Janet1983 hat geschrieben:
Edi hat geschrieben:
Janet1983 hat geschrieben:Ich hoffe mal ganz stark, dass das nie offiziell der Fall sein wird.Der Papst spricht nicht für alle Christen und auch nicht für alle christlichen Kirchen. Und dass es von aussen teilweise anders gesehen wird ist eine Fehlinterpretation.
Gewiss spricht der Papst derzeit nicht für alle Christen und doch kenne ich auch solche aus Freikirchen, die ihn wertschätzen und vor allem die klare Linie der kath. Kirche in ethischen Fragen schätzen, zumal man von der ev. Kirche heute in Fragen christlicher Ethik nicht mehr allzuviel erwarten kann.

→ **Bereitgestelltes Material**
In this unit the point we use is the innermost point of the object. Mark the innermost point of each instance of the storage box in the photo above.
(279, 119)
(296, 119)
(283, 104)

→ **Zu erledigen**
Führe den Textauszug über den Papst und die christlichen Kirchen nach seinem letzten Satz weiter.

→ **Ergebnis**
Schätzen und anerkennen sind 2 verschiedene Dinge. Dass seine klare Linie manchmal richtig gut ist, das bezweifle ich auch gar nicht, aber es gibt Dinge, die ich garantiert nicht unterschreibe.
Das Papstamt an sich bewirkt auch nichts. In Deutschland gibt es in der Kath. Kirche eine Glaubensvielfalt, die die der evang. Landeskirchen weit zu übersteigen scheint. Es ist für mich nicht ersichtlich, was ein Papst bringt, außer ein Gefühl der Glaubenseinheit, das aber nicht der Realität entspricht.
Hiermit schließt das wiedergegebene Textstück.